Copy each of the records exactly; leave nothing out.

START GIVEN RECORDS

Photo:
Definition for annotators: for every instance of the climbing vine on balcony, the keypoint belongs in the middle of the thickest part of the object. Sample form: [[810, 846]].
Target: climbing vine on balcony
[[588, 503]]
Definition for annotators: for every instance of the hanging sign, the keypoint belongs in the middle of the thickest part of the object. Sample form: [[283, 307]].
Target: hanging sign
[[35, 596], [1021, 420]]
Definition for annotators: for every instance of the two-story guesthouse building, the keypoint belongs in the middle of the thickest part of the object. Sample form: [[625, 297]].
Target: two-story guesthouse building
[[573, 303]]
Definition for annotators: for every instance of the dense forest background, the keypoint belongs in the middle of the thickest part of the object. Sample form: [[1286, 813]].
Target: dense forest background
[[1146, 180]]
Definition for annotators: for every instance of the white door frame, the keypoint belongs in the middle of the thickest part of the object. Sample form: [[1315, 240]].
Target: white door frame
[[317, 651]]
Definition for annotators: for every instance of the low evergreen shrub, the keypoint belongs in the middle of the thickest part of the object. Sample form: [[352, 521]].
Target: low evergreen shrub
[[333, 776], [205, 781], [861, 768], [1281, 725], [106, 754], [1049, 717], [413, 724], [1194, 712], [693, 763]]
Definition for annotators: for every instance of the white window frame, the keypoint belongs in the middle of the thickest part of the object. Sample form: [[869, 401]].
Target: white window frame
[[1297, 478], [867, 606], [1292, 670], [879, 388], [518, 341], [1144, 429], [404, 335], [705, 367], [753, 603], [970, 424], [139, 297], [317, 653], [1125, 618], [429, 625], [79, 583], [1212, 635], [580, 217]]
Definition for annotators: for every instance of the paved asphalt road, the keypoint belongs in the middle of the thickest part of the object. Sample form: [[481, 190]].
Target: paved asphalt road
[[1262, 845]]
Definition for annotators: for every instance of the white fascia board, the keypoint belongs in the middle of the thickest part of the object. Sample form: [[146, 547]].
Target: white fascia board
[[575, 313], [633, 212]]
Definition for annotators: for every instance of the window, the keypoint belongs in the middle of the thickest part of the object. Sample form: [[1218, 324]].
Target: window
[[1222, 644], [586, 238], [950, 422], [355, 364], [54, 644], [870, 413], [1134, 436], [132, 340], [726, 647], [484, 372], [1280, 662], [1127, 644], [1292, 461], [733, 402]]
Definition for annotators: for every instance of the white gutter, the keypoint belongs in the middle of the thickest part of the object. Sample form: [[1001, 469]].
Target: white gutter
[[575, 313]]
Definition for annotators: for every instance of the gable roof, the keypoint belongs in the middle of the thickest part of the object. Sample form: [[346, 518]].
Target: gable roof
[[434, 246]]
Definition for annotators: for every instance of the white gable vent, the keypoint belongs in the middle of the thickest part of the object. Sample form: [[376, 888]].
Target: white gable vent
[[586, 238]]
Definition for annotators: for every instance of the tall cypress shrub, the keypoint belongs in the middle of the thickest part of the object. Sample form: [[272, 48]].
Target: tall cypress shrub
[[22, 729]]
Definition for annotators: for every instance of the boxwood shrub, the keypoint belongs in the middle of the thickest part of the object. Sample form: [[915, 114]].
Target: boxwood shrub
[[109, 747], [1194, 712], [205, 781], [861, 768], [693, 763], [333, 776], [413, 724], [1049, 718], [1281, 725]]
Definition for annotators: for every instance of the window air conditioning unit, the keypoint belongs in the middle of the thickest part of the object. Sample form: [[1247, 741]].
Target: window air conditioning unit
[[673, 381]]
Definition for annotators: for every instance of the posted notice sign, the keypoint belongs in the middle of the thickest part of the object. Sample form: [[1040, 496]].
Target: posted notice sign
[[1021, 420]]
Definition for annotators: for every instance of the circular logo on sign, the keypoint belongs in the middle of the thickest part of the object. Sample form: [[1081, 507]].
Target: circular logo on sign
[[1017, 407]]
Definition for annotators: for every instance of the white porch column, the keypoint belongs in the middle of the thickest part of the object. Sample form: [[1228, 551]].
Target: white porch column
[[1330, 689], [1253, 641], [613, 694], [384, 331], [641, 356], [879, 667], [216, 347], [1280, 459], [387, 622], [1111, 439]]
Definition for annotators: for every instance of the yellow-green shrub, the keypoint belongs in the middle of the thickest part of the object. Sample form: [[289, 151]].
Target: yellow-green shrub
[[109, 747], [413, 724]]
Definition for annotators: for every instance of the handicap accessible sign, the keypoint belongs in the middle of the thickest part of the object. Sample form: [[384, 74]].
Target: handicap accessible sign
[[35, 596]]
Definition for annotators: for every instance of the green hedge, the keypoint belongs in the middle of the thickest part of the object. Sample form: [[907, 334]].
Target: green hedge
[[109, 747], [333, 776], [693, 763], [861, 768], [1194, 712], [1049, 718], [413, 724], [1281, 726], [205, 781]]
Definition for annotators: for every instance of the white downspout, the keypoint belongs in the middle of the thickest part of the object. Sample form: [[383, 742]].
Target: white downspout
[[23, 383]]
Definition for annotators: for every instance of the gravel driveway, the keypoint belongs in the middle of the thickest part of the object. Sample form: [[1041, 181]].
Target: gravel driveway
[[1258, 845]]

END GIVEN RECORDS

> **WRITTEN SOLUTION**:
Photo:
Definition for annotators: for every instance of the climbing vine on balcony, the keypoint belongs in the middle of the thickest part of the object. Sample form: [[810, 846]].
Target: climbing vine on balcony
[[588, 503]]
Definition for annotators: for every instance of the hanging sign, the keypoint belongs in the middle of the thickest part of the object. Sample form: [[283, 307]].
Target: hanging sign
[[35, 596], [1021, 420]]
Definition for annotators: for every instance of the two-story guesthouse building, the keypoint belongs in the middle of the thickest part of the object. Sample form: [[625, 297]].
Target: two-story guesthouse building
[[573, 303]]
Definition for annotators: for every instance of the dense forest background, the keypoint belongs in the middle of the thickest part of the object. Sample form: [[1286, 813]].
Target: dense forest background
[[1146, 180]]
Definition for annotators: for every instance of the white door frame, the keypoint belongs in the middle of the thickest part of the object. Sample form: [[1315, 240]].
Target: white door frame
[[317, 651]]
Definition for annotators: for every instance of the low evergreen shrub, the keypoint belongs in the middle of the thickest part of the object. Sample form: [[352, 521]].
Target: low evergreen shrub
[[333, 776], [205, 781], [861, 768], [1281, 725], [106, 754], [1049, 717], [413, 724], [1194, 712], [693, 763]]
Definition for annotators: for every instance of the white window frame, the keypoint belongs in the middle of the thickest part of the object. Sample form: [[869, 401]].
Target: white window frame
[[1297, 478], [867, 606], [1292, 670], [879, 388], [518, 341], [1144, 429], [404, 335], [705, 367], [753, 603], [970, 424], [139, 297], [317, 653], [1125, 618], [429, 625], [79, 583], [1212, 635], [580, 217]]
Definition for annotators: for every instance of the paved asphalt road, the keypoint belongs in the middle of the thickest part of the object. Sample form: [[481, 190]].
Target: paved asphalt road
[[1262, 845]]
Definition for annotators: for every instance of the white fascia board, the keypoint belongs in the middle of the thickest part of the object. Sample form: [[146, 547]].
Target: white fascia board
[[575, 313], [633, 212]]
Definition for annotators: for every instance of the window, the keypoint belongs in the middle of the thickest part of the object. Sample form: [[1218, 324]].
Target: window
[[1222, 644], [586, 238], [950, 422], [355, 364], [54, 644], [870, 413], [1134, 436], [132, 340], [726, 647], [484, 372], [1280, 662], [1127, 644], [1292, 461], [733, 402]]
Definition for annotators: for every instance of the white gutter, the keypoint belongs in the middle of the thickest part of the object. Sample form: [[1001, 469]].
Target: white gutter
[[575, 313]]
Definition for annotators: for every instance of the gable roof, the keypoint belongs in the middle of the thickest part of the object. Sample form: [[346, 518]].
Target: gable roof
[[434, 246]]
Definition for annotators: for every instance of the white gable vent, the keypoint belongs in the middle of the thickest part of the object. Sample form: [[376, 888]].
Target: white gable vent
[[586, 238]]
Definition for annotators: for every instance of the tall cypress shrub, the keypoint belongs in the middle of the thickest part of the object. Sample form: [[272, 48]].
Target: tall cypress shrub
[[22, 729]]
Definition for annotators: for every instance of the boxwood shrub, the keypoint belongs in the middle of the thickest part of the object. Sample form: [[915, 114]].
Target: boxwood shrub
[[109, 747], [1194, 712], [205, 781], [861, 768], [693, 763], [333, 776], [413, 724], [1049, 718], [1281, 725]]
Definition for annotators: for every instance of the window air conditioning unit, the keypoint belongs in the middle of the thickest part of the object. Sample form: [[1247, 741]].
Target: window air conditioning unit
[[673, 381]]
Definition for annotators: for every instance of the posted notice sign, the keypoint belongs in the middle of the thickest part of the object. Sample form: [[1040, 496]].
Target: posted notice sign
[[1021, 420]]
Definition for annotators: for every instance of the circular logo on sign, the keypoint belongs in the middle of the thickest part of the object. Sample form: [[1081, 507]].
Target: circular logo on sign
[[1017, 407]]
Definition for annotators: for every instance of the white porch column, the keypoint belongs in the middle of the thickest part of the object. Sample form: [[1228, 551]].
Target: white porch column
[[1330, 689], [1253, 641], [613, 694], [384, 331], [641, 356], [879, 667], [216, 347], [1280, 459], [387, 622], [1111, 439]]
Definition for annotators: for every instance of the yellow-green shrub, the keypoint belongs in the middle of the thickest part of the object. Sample form: [[289, 151]].
Target: yellow-green shrub
[[109, 747], [413, 724]]
Definition for annotators: for every instance of the handicap accessible sign, the keypoint belongs in the middle of the thickest part of the object. Sample form: [[384, 74]].
Target: handicap accessible sign
[[35, 596]]
Definition for annotators: for every instance of the green hedge, the keypoint belongs in the middle of the thickest part of the object. Sample form: [[907, 334]].
Target: green hedge
[[109, 747], [333, 776], [693, 763], [861, 768], [1194, 712], [1049, 718], [413, 724], [1281, 726], [205, 781]]
Definition for annotators: for every instance of the white downspout, the keypoint belongs in the middle of the thickest part of the object. Sample form: [[383, 742]].
Target: white downspout
[[23, 383]]
Definition for annotators: for every instance of the gravel driveway, the keypoint belongs in the middle of the thickest part of the object. Sample form: [[1041, 181]].
Target: gravel driveway
[[1258, 845]]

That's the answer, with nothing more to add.